-- BEGIN PAGE EXTRACT --
Millie: The Dog Who Changed My Life
On the 31st of December 2024, I said goodbye to the dog who shaped my life.
Millie. My first dog out of home. My constant for over a decade.
She walked with me through a third of my life, and somehow, it still does not feel long enough.
She was there through everything, relationships beginning and ending, moving house, new jobs, long drives, and travels near and far. If I could take her with me, I did. And when I could not, I carried her in my thoughts until I came home. There was no part of my life she was not woven into.
Millie was not just a companion, she was my mirror.
After twenty years of building walls, of armouring myself against the world, she was the one who softened me. With her, I never had to hide. She saw me, all of me. The messy, the tender, the parts I did not want the rest of the world to see. And she stayed. She nurtured me.
I still remember those very first days we shared. Just a few days after bringing her home as a tiny puppy, I went away to the river with friends. Millie spent the afternoon racing around with the other dogs, her little legs carrying her in every direction, joy spilling out of her in every step. As the sun began to soften and the afternoon drew to a close, I looked around for her and suddenly realised she was gone. My chest tightened with panic. My voice cracked as I called out, “Where’s Millie?”
My friends smiled gently and pointed. “She’s right there, underneath you.”
I looked down, and there she was, curled in a perfect ball beneath my deck chair, fast asleep, her tiny body tucked into the safety of my shadow. In that moment, everything shifted. I knew she was always going to be close. That no matter how far I wandered, she would always find her way back to me. From that day on, I never doubted it. And she never let me down.
She had such a sense of humour.
-- END PAGE EXTRACT --
-- BEGIN LISTING --
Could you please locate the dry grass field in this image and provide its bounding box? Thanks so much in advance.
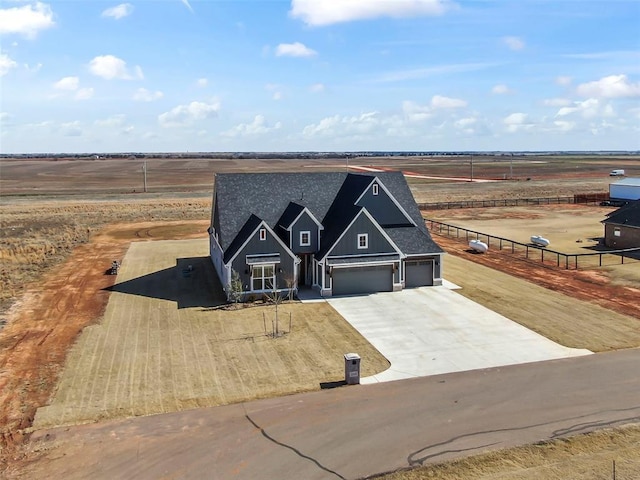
[34,239,389,428]
[373,425,640,480]
[423,204,640,288]
[0,156,640,479]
-- END LISTING --
**TASK DIRECTIONS**
Carry on the tribute to Millie from its last sentence. The records were taken from a different source than the text.

**IN RESPONSE**
When she was a puppy, long before I knew anything about dogs or training, she would run wild on the beach, zooming in circles with no intention of coming back when called. She was far too clever for teenage me. The moment I picked up her lead, signalling it was time to go home, she turned it into a game of catch me if you can. No amount of calling or chasing worked, she outsmarted me every time.
My only trick was to walk over to the car and open the door. The second she heard that familiar sound, she came sprinting, leaping in with pure delight. She loved car rides so much that the promise of adventure always outweighed her little games. Even then, she was teaching me, laughing at my seriousness, reminding me not to take life too hard, showing me that joy was just as important as obedience.
And she carried that joy everywhere, especially to the water. Oceans, rivers, creeks, if there was water, Millie was in it. She threw herself into it with the same fearless joy she gave to everything she loved.
When I was lost in my head, she knew exactly how to bring me back. She would press her head firmly into my chest, grounding me with just enough weight that I had no choice but to return to my body. And her eyes, those deep, knowing eyes that could eat you right up. One look from her and I felt as though we had met many lifetimes before. She always felt like a familiar to me, a soul I had known long before this life, returning again to walk beside me.
There was a grandmother-like wisdom in her. Stoic, calm, grounded. Everyone who met her felt it, the sense that she was a guardian. A quiet protector. A steady, watching presence that made the world feel safe.
She is the reason I get to wake up every day and do what I love.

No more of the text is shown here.